**Consigne**
Recopiez mot pour mot, dans l'extrait sur le déminage du pont, le passage qui va de « Son livre épluche » jusqu'à « déminage du pont. ».

**Extrait**
----------

Le diable est dans les détails nous dit Nietzsche. Emmanuel Dorronsoro pourrait reprendre cette expression a son compte.

Son livre épluche à la virgule prés les versions des deux résistants. Et pour lui, elles se contredisent.
En autre : Sur la position des explosifs, sur leur moyen de mise à feu, sur l’arme ayant tué Pablo Sanchez.

On pourrait aisément objecter que si ces deux témoignages ne sont effectivement pas totalement symétriques, ils restent cohérents dans leur ensemble et ils proviennent de deux témoins oculaires.

Néanmoins force est de constater que nulle trace écrite de cet exploit n’a été trouvé.

Le tout jeune journal Sud Ouest qui suit en 1944 l’enterrement de Pablo Sanchez ne parle à aucun moment du sauvetage. Pas plus que les archives militaires où ne figure aucun ordre écrit. Quant aux historiens reconnus de la période, René Terrisse ou Dominique Lormier, ils n’évoquent à aucun moment un déminage du pont.

----------

**Données brutes**
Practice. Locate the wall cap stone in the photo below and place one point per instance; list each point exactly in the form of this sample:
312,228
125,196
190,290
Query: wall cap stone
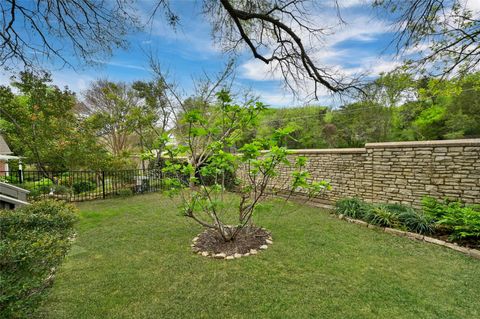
462,142
328,150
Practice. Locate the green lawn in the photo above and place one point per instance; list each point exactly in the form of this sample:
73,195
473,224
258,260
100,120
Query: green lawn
132,259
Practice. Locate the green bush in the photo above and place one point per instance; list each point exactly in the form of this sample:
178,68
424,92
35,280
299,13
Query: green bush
83,186
33,243
352,207
416,222
381,215
462,222
61,190
386,215
125,192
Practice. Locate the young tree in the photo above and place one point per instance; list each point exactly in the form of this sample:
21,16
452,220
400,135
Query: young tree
209,138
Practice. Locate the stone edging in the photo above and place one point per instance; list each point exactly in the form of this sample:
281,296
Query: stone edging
252,252
467,251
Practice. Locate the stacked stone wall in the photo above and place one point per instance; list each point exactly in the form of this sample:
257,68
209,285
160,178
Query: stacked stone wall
399,172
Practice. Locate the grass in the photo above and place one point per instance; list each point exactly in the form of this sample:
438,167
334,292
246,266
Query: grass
132,259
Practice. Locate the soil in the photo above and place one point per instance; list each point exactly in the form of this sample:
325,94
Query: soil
250,237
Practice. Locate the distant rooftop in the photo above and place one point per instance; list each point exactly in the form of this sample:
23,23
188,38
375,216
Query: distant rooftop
4,149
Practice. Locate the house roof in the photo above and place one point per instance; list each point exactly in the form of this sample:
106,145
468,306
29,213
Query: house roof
4,149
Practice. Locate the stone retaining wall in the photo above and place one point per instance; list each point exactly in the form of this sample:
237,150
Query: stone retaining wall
398,172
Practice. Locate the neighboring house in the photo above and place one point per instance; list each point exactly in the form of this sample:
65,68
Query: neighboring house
5,156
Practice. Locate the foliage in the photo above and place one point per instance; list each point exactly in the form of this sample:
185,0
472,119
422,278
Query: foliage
386,215
83,186
352,207
411,219
39,123
395,108
463,222
209,132
380,215
34,241
125,192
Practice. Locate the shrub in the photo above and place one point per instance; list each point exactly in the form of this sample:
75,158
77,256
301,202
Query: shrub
462,222
416,222
83,186
125,192
33,243
352,207
61,190
381,215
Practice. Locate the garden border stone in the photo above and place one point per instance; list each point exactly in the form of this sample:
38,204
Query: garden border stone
474,253
252,252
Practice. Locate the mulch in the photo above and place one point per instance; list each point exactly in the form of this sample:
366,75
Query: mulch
250,237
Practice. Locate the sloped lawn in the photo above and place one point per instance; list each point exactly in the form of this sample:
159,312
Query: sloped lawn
132,259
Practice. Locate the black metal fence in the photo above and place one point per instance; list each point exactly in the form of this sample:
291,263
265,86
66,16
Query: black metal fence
85,185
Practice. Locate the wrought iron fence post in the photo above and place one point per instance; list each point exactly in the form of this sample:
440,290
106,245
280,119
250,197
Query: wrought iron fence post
103,184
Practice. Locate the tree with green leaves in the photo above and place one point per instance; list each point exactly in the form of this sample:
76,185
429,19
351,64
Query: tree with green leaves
207,146
40,124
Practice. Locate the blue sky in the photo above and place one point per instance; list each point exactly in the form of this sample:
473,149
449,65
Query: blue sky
360,46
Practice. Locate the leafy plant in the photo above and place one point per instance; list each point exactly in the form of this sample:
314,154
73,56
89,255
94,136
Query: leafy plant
381,215
84,186
125,192
460,220
352,207
208,135
33,243
416,222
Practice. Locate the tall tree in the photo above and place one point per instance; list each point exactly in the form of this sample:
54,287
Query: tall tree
40,124
444,33
109,108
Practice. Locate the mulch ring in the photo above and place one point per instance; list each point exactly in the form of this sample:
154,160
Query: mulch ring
248,238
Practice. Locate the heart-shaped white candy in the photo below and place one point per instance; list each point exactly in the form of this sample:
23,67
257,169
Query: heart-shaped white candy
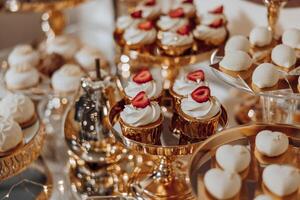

----------

**Corrigé**
Son livre épluche à la virgule prés les versions des deux résistants. Et pour lui, elles se contredisent.
En autre : Sur la position des explosifs, sur leur moyen de mise à feu, sur l’arme ayant tué Pablo Sanchez.

On pourrait aisément objecter que si ces deux témoignages ne sont effectivement pas totalement symétriques, ils restent cohérents dans leur ensemble et ils proviennent de deux témoins oculaires.

Néanmoins force est de constater que nulle trace écrite de cet exploit n’a été trouvé.

Le tout jeune journal Sud Ouest qui suit en 1944 l’enterrement de Pablo Sanchez ne parle à aucun moment du sauvetage. Pas plus que les archives militaires où ne figure aucun ordre écrit. Quant aux historiens reconnus de la période, René Terrisse ou Dominique Lormier, ils n’évoquent à aucun moment un déminage du pont.